YOUR TASK:
Substitute "following this format" for every instance of "using this sample" in the entries below, and reproduce them with everything else unchanged.

::::::

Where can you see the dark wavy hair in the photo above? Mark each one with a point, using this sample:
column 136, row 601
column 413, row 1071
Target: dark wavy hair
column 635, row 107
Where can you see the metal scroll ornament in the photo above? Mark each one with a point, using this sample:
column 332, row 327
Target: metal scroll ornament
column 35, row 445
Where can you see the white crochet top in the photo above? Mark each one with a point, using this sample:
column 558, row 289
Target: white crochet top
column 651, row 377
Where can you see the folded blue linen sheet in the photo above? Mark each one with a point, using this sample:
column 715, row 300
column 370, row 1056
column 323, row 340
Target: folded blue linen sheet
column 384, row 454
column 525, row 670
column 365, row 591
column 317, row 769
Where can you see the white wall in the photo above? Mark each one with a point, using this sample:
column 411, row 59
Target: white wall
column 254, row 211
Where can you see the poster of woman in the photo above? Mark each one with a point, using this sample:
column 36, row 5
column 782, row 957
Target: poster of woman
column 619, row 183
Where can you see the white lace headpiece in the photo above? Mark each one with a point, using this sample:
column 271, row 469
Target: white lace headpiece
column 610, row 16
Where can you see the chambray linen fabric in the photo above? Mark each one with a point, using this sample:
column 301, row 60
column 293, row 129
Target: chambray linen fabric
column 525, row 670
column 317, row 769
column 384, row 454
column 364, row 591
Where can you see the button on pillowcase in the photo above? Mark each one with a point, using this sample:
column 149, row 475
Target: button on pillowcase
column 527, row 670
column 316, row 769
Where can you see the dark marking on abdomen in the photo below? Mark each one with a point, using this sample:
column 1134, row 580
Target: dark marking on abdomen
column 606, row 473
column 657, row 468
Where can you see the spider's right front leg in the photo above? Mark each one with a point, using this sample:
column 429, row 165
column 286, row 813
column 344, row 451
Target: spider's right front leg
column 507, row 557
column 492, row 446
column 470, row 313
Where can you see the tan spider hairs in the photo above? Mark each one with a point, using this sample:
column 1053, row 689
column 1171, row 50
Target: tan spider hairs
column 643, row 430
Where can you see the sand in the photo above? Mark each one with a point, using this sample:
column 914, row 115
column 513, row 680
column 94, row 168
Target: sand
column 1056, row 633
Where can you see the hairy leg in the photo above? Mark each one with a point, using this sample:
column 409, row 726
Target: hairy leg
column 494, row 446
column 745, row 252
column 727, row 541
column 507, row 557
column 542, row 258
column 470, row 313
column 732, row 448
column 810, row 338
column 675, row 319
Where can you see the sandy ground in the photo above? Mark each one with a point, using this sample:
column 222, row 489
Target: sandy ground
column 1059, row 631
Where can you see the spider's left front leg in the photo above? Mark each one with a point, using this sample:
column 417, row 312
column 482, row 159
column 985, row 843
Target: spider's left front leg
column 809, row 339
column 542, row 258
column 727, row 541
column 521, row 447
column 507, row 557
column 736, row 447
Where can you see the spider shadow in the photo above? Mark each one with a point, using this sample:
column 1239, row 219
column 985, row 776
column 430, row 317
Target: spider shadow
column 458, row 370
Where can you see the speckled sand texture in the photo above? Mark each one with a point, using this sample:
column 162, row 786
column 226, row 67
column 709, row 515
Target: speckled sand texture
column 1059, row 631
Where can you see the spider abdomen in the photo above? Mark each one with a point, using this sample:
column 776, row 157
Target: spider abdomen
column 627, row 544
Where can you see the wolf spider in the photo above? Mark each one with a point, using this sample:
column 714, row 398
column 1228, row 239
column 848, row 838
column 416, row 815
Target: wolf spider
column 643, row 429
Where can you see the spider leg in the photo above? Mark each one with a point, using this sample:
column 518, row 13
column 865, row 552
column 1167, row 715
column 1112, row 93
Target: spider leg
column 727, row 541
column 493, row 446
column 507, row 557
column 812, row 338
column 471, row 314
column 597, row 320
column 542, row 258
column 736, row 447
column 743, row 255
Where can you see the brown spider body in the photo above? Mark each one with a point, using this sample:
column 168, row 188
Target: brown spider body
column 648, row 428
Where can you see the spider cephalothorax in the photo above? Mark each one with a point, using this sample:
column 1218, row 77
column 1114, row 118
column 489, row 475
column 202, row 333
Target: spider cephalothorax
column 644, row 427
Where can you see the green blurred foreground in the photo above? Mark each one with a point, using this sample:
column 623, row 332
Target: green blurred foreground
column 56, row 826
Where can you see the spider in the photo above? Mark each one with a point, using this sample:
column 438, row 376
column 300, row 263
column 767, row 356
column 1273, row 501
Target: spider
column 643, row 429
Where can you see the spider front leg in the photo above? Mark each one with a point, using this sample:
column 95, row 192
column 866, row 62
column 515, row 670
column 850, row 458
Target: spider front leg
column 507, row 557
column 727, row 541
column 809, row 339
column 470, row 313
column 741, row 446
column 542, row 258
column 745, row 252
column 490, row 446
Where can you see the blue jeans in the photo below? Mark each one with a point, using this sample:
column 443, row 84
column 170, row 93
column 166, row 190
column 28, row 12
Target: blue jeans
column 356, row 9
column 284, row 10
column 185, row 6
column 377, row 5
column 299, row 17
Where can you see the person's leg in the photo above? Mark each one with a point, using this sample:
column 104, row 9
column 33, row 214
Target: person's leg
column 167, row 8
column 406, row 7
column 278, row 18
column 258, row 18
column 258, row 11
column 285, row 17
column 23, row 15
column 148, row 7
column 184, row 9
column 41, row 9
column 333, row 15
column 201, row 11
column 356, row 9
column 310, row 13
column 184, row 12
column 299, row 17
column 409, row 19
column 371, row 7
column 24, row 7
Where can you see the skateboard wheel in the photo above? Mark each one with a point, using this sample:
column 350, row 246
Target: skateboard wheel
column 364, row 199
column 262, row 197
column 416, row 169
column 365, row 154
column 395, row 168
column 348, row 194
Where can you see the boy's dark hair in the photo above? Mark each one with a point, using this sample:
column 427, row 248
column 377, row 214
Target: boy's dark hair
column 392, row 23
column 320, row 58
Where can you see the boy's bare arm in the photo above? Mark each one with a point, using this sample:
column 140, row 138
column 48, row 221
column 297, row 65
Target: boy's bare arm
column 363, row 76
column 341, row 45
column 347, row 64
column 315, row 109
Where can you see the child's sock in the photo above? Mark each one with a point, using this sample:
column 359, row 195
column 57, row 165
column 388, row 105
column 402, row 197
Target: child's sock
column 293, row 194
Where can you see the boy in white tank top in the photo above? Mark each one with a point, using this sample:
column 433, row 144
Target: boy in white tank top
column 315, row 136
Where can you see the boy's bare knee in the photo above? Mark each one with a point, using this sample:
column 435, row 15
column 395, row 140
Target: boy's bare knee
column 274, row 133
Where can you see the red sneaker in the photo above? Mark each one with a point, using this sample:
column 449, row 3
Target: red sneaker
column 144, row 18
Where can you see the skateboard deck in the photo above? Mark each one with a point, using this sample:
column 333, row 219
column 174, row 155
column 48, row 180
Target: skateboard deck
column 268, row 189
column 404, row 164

::::::

EXERCISE RESPONSE:
Where can you see the dark wavy hair in the photo above? Mark each one with a point, following this format:
column 136, row 601
column 413, row 1071
Target: dark wavy hair
column 635, row 107
Where can you see the metal scroll ornament in the photo above? Mark each one with a point, following this format:
column 332, row 327
Target: metal scroll ornament
column 35, row 445
Where can you see the white crochet top in the photo above? Mark each one with a point, following this format:
column 558, row 289
Target: white crochet top
column 651, row 377
Where can you see the folded blue linen sheet in the photo above? Mark each one with a point, following this format:
column 715, row 300
column 370, row 1056
column 323, row 340
Target: folded blue linen sheet
column 384, row 454
column 525, row 670
column 365, row 591
column 317, row 769
Where can you see the white wall in the photo above? Mark each one with a point, following this format:
column 411, row 59
Target: white wall
column 254, row 211
Where can you see the poster of woman in the photo above? Mark each one with a point, following this format:
column 36, row 5
column 782, row 957
Target: poster of woman
column 619, row 183
Where can you see the white lace headpiece in the photo above? Mark each one with a point, following this format:
column 271, row 469
Target: white lace headpiece
column 610, row 16
Where can you see the chambray linen fabric in the photo above? Mark each one with a point, following this format:
column 301, row 60
column 293, row 129
Target: chambray linen fabric
column 525, row 670
column 317, row 769
column 384, row 454
column 364, row 591
Where can you see the button on pillowcase in the photo above? Mark each one with a point, following this format:
column 149, row 475
Target: button on pillowcase
column 527, row 670
column 316, row 769
Where can you see the dark marking on abdomen in the photo below? Mark each one with a point, following this format:
column 1134, row 580
Target: dark marking on abdomen
column 606, row 473
column 657, row 468
Where can you see the spider's right front leg in the photo above? Mark each one with a point, following this format:
column 429, row 165
column 286, row 813
column 344, row 451
Target: spider's right front leg
column 507, row 557
column 492, row 446
column 470, row 313
Where can you see the tan spider hairs in the photo above? Mark each one with a point, following this format:
column 1053, row 689
column 1171, row 50
Target: tan spider hairs
column 643, row 430
Where can you see the sand in the photo above? Mark each one with a point, following this format:
column 914, row 115
column 513, row 680
column 94, row 168
Target: sand
column 1056, row 633
Where can you see the hairy leg in the photo above? Mark each one with a point, following this format:
column 409, row 726
Target: hairy leg
column 494, row 446
column 745, row 252
column 727, row 541
column 507, row 557
column 542, row 258
column 470, row 313
column 732, row 448
column 810, row 338
column 675, row 319
Where can you see the sandy ground in the photo above? Mark each one with a point, following this format:
column 222, row 489
Target: sandy ground
column 1059, row 631
Where can you see the spider's left front leg in the photo above? Mark each one with a point, following this format:
column 417, row 312
column 482, row 159
column 985, row 843
Target: spider's left front leg
column 809, row 339
column 542, row 258
column 727, row 541
column 521, row 447
column 507, row 557
column 736, row 447
Where can you see the spider shadow in the photo above? Mark each one with a point, following this format:
column 1239, row 219
column 985, row 776
column 430, row 317
Target: spider shadow
column 458, row 370
Where can you see the speckled sand texture in the photo above? Mark each one with a point, following this format:
column 162, row 786
column 226, row 67
column 709, row 515
Target: speckled sand texture
column 1059, row 631
Where can you see the spider abdomen in the photo above? Mark each one with a point, following this format:
column 776, row 157
Target: spider abdomen
column 627, row 544
Where can you see the wolf spider in the photo above? Mark each one with a point, following this format:
column 714, row 398
column 1228, row 239
column 848, row 838
column 416, row 815
Target: wolf spider
column 643, row 429
Where can you see the spider leg in the photo above? Mark each one with a point, following this format:
column 518, row 13
column 865, row 552
column 1167, row 715
column 1112, row 93
Target: spider leg
column 727, row 541
column 493, row 446
column 507, row 557
column 812, row 338
column 471, row 314
column 597, row 320
column 542, row 258
column 736, row 447
column 743, row 255
Where can you see the brown spider body in the photo above? Mark each one with a point, following this format:
column 168, row 188
Target: brown spider body
column 648, row 428
Where can you see the spider cephalothorax in the photo above? Mark each one with a point, following this format:
column 1218, row 77
column 1114, row 118
column 489, row 475
column 202, row 333
Target: spider cephalothorax
column 644, row 427
Where can you see the green blurred foreground in the photo above? Mark each one with a point, following this format:
column 623, row 332
Target: green blurred foreground
column 56, row 826
Where can you see the spider in the photo above? Mark each one with a point, following this format:
column 438, row 376
column 300, row 263
column 767, row 356
column 1273, row 501
Target: spider
column 643, row 429
Where can you see the spider front leg in the photo above? Mark each one with a point, following this format:
column 95, row 192
column 866, row 62
column 515, row 670
column 850, row 458
Target: spider front leg
column 507, row 557
column 727, row 541
column 809, row 339
column 470, row 313
column 741, row 446
column 542, row 258
column 745, row 252
column 490, row 446
Where can you see the blue jeans in the photo below? Mark each one with a point, following this format:
column 443, row 84
column 170, row 93
column 166, row 190
column 28, row 12
Target: blue jeans
column 356, row 9
column 284, row 10
column 185, row 6
column 377, row 5
column 299, row 17
Where can you see the person's leg in the photo above? Mark each one with a point, following this format:
column 104, row 9
column 33, row 214
Target: person's leg
column 167, row 8
column 406, row 7
column 278, row 18
column 258, row 18
column 258, row 11
column 285, row 17
column 23, row 15
column 148, row 7
column 184, row 9
column 41, row 9
column 333, row 15
column 201, row 11
column 356, row 9
column 310, row 13
column 184, row 12
column 299, row 17
column 409, row 19
column 371, row 7
column 24, row 7
Where can you see the skateboard wheel in the photo above? Mark each one with a point, following this format:
column 350, row 246
Target: skateboard wheel
column 364, row 199
column 262, row 197
column 416, row 169
column 365, row 154
column 395, row 168
column 348, row 194
Where can you see the boy's dark hair in the photo above? Mark each one with a point, following this format:
column 427, row 248
column 377, row 214
Target: boy's dark hair
column 392, row 23
column 320, row 58
Where can you see the boy's bare arm in the photo above? Mark each one with a point, following this format:
column 140, row 138
column 48, row 221
column 297, row 65
Target: boy's bare arm
column 363, row 76
column 341, row 45
column 347, row 64
column 315, row 109
Where can you see the child's sock in the photo above? Mark each one with a point, following this format:
column 359, row 195
column 57, row 165
column 388, row 105
column 402, row 197
Target: child's sock
column 293, row 194
Where can you see the boy in white tank top in the photo above? Mark each one with a point, following this format:
column 433, row 144
Target: boy in white tank top
column 315, row 136
Where can you see the boy's bare knee in the photo above? Mark each one with a point, following this format:
column 435, row 15
column 395, row 140
Target: boy's bare knee
column 274, row 133
Where can you see the red sneaker in the photo above? Mark each one with a point, following this format:
column 449, row 3
Target: red sneaker
column 144, row 18
Where can you see the skateboard deck in the photo above? Mark each one with a point, following this format:
column 333, row 219
column 174, row 155
column 48, row 180
Target: skateboard deck
column 268, row 189
column 404, row 164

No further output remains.